* EXTRACT TO READ
++++

In recent years it has been increasingly recognized that the advent of information and communication technologies has dramatically shifted the balance between the availability of information and the ability of humans to process information. During the last century information was a scarce resource. Now, human attention has become the scarce resource whereas information (of all types and qualities) abounds. The appropriate allocation of attention is a key factor determining the success of creative activities, learning, collaboration and many other human pursuits. A suitable choice of focus is essential for efficient time organization, sustained deliberation and, ultimately, goal achievement and personal satisfaction. Therefore, we must address the problem of how digital systems can be designed so that, in addition to allowing fast access to information and people, they also support human attentional processes. With the aim of responding to this need, this book proposes an interdisciplinary analysis of the issues related to the design of systems capable of supporting the limited cognitive abilities of humans by assisting the processes guiding attention allocation. Systems of this type have been referred to in the literature as Attention-Aware Systems (Roda and Thomas 2006), Attentive User Interfaces (Vertegaal 2003) or Notification User Interfaces (McCrickard, Czerwinski and Bartram 2003) and they engender many challenging questions (see, for example, Wood, Cox and Cheng 2006).

++++

* RECORDS

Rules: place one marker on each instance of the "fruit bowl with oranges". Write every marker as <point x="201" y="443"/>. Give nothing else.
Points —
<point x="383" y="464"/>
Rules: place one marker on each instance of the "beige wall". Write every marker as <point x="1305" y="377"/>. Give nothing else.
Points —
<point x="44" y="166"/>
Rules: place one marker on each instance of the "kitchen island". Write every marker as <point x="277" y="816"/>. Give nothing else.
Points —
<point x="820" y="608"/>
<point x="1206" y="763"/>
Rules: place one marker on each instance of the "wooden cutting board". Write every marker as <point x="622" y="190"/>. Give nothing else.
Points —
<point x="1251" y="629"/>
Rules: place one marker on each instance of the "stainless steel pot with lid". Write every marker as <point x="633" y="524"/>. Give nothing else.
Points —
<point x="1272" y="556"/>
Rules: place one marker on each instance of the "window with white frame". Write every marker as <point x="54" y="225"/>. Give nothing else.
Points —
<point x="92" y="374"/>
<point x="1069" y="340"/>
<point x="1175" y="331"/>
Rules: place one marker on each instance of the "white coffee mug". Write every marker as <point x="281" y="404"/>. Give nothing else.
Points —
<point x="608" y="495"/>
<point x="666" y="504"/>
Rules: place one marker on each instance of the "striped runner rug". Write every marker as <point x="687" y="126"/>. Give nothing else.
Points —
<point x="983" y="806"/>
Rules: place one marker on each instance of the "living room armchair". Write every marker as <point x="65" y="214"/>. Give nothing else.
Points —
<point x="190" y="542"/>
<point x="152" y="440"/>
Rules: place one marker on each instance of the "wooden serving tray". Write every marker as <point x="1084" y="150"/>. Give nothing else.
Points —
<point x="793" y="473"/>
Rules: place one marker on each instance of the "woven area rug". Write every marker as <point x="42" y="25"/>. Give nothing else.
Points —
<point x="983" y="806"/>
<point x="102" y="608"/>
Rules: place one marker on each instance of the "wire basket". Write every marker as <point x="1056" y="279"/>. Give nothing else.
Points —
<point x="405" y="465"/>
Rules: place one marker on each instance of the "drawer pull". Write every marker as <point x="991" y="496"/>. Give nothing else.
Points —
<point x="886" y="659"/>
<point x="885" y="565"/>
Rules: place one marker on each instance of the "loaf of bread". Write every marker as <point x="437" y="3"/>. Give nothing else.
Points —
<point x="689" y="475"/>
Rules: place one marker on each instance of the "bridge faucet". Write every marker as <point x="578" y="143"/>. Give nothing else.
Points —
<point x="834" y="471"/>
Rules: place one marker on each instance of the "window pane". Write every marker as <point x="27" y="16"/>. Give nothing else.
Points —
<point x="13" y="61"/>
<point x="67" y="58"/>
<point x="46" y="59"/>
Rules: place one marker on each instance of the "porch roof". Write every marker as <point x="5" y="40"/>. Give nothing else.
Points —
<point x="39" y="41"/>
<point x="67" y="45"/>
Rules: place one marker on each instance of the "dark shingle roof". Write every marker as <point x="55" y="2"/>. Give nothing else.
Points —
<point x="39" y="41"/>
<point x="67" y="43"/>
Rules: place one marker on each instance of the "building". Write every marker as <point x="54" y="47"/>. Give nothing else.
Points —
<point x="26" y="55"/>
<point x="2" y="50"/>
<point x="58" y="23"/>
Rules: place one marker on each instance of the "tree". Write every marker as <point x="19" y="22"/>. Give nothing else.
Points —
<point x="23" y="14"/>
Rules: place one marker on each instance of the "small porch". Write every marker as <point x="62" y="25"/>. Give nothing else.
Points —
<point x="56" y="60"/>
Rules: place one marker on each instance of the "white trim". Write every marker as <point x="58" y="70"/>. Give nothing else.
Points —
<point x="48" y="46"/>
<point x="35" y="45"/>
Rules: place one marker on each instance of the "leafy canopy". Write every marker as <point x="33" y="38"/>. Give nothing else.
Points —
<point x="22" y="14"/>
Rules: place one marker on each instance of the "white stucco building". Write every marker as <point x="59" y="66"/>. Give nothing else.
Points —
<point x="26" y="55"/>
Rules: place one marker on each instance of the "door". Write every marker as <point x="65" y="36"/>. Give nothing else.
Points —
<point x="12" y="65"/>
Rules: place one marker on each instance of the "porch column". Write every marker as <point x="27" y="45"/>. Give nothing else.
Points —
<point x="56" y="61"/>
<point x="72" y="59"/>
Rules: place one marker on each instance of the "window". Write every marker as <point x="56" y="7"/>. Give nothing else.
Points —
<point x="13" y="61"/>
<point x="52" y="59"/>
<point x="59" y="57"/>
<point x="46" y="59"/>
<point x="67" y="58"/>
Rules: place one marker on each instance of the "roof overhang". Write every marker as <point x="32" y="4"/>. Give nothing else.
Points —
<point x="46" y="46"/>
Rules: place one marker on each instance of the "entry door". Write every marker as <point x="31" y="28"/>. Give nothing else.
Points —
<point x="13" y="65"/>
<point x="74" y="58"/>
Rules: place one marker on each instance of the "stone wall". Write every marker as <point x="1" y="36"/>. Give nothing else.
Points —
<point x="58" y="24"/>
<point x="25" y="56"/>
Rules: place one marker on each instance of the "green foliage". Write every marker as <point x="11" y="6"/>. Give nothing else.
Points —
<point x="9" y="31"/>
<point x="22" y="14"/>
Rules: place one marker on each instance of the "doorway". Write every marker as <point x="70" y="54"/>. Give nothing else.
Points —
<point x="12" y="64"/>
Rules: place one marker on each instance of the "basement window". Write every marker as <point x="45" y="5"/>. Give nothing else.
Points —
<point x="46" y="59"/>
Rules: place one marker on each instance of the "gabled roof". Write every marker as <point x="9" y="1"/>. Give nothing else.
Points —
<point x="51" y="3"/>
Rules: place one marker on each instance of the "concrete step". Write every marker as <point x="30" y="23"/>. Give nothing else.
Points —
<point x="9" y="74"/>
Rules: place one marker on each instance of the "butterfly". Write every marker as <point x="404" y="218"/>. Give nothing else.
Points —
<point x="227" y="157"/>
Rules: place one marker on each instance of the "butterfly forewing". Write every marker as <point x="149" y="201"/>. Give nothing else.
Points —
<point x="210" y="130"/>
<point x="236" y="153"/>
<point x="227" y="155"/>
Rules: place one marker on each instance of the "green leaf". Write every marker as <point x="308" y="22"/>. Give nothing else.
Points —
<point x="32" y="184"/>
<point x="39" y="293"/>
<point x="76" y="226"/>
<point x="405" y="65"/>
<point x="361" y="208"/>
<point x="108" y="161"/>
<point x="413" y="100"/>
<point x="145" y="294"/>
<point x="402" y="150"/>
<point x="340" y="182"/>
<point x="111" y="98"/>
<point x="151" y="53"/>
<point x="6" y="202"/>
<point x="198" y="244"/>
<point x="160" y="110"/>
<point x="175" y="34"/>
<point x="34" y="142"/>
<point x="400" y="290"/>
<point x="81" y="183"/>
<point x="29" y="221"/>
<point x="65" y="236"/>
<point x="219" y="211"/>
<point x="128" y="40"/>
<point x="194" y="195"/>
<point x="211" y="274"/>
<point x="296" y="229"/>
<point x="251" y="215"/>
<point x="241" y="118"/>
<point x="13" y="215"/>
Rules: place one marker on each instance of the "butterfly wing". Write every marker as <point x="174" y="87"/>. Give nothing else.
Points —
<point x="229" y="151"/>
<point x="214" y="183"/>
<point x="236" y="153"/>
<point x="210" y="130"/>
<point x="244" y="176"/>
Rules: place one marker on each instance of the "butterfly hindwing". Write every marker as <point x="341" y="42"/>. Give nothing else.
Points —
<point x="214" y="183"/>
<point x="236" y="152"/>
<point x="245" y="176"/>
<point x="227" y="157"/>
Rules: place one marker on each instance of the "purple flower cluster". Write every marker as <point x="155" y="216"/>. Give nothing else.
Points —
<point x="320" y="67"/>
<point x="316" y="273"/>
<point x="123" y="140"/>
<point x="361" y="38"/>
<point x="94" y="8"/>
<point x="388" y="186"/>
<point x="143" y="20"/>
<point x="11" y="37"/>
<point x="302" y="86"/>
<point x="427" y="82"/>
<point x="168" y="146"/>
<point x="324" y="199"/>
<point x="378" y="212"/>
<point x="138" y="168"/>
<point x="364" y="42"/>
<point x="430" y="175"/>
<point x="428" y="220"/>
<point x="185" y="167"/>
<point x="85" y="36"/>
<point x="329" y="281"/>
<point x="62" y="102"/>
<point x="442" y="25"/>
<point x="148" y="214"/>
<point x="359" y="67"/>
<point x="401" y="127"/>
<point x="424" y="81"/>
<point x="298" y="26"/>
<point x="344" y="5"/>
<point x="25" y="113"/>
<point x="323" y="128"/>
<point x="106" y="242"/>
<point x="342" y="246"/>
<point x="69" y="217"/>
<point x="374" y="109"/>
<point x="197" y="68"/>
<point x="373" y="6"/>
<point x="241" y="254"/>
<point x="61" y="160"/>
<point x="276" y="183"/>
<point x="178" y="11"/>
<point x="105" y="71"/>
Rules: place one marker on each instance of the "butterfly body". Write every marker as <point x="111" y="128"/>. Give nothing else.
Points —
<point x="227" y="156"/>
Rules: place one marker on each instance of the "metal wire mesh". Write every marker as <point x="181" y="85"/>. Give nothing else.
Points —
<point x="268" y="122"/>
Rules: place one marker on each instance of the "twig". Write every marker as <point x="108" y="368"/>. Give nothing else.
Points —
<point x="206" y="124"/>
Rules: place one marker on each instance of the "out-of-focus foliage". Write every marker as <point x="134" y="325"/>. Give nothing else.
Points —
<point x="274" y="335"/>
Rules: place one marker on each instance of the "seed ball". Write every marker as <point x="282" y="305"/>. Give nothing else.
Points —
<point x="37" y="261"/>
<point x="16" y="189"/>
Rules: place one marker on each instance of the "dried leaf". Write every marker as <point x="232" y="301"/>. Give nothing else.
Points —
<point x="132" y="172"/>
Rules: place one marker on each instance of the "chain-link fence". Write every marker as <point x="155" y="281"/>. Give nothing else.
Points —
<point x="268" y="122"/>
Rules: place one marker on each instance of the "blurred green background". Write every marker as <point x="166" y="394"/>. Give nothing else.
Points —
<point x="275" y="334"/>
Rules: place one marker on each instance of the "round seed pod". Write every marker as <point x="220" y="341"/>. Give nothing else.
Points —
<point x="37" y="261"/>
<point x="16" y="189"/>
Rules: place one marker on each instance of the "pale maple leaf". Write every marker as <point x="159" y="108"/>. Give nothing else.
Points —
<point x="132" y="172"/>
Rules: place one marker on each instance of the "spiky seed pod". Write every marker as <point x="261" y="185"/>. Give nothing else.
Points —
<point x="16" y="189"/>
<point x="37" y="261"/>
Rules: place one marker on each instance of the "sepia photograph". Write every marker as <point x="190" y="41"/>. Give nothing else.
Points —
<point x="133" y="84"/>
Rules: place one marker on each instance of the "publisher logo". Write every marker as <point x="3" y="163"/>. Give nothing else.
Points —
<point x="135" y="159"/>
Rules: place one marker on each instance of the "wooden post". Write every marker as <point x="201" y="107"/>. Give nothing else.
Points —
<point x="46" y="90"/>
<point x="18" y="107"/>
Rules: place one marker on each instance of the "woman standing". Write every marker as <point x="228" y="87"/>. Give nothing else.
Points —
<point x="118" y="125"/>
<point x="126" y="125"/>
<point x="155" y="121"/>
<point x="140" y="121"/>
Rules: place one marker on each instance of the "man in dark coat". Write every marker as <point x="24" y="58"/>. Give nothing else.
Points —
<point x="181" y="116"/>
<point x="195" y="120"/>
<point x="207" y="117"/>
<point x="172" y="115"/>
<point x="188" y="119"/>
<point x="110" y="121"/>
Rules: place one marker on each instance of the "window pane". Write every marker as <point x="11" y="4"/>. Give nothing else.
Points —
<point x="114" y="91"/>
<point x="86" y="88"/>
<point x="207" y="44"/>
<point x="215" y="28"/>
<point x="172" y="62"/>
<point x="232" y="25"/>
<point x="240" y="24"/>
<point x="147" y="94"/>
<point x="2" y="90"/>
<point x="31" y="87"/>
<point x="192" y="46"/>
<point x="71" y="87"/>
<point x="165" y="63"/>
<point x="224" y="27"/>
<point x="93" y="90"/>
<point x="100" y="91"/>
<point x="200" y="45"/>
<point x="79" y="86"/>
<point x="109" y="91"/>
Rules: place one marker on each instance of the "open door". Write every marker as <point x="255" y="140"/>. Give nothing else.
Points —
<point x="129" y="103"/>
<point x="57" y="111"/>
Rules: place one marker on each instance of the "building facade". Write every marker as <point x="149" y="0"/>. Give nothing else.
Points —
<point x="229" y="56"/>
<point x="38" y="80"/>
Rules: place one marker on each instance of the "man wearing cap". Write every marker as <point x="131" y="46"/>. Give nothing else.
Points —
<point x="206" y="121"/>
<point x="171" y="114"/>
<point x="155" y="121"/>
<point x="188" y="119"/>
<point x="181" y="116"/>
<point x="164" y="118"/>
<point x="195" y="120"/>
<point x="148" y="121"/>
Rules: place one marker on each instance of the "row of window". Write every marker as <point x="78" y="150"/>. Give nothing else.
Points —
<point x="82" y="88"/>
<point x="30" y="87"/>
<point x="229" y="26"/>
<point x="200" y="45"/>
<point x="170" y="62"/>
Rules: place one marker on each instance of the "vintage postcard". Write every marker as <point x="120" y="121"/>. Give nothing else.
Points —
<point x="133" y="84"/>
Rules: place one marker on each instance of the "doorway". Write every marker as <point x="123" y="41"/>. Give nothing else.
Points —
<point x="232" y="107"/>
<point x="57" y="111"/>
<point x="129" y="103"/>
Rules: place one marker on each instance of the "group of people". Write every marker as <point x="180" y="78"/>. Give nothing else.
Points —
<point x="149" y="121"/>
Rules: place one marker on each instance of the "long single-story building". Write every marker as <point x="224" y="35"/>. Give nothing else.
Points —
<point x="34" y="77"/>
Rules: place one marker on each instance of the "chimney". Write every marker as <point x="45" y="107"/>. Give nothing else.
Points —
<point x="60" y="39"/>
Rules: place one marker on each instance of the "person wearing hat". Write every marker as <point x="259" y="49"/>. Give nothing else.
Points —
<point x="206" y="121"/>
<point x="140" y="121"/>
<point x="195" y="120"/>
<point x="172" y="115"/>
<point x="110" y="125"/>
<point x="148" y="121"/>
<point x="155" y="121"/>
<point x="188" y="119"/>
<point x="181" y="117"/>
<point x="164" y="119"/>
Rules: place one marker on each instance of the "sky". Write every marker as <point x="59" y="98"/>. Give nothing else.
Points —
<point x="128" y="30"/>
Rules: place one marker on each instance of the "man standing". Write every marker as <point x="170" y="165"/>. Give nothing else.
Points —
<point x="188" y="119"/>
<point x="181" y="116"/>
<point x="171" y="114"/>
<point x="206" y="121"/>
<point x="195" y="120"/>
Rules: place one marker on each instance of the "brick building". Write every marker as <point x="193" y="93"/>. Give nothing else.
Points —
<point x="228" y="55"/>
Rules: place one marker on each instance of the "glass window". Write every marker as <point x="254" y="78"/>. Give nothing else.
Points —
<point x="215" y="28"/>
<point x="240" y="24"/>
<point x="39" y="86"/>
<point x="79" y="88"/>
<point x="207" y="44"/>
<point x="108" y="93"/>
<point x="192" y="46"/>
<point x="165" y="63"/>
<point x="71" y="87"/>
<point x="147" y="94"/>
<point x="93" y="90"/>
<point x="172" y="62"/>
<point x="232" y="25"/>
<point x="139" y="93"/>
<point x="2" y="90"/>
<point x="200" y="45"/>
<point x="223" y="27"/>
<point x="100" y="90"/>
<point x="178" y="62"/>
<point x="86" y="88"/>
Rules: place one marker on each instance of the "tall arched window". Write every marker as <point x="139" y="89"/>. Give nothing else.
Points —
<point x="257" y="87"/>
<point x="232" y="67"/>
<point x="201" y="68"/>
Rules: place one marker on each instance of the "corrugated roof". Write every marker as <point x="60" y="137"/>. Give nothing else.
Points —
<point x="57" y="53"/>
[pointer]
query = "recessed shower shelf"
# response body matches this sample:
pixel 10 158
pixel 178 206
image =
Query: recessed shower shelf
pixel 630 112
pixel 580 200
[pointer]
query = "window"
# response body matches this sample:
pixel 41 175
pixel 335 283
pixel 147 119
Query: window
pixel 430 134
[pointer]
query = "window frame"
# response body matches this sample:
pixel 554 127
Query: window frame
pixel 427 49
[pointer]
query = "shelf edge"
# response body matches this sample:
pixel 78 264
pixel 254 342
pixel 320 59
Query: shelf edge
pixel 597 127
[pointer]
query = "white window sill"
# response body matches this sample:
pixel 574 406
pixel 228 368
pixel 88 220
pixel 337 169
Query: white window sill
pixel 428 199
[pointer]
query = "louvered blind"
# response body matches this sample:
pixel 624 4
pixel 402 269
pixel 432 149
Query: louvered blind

++++

* YOUR ASSIGNMENT
According to the passage on attention and digital systems, what was the scarce resource during the last century?

* EXERCISE OUTPUT
Information.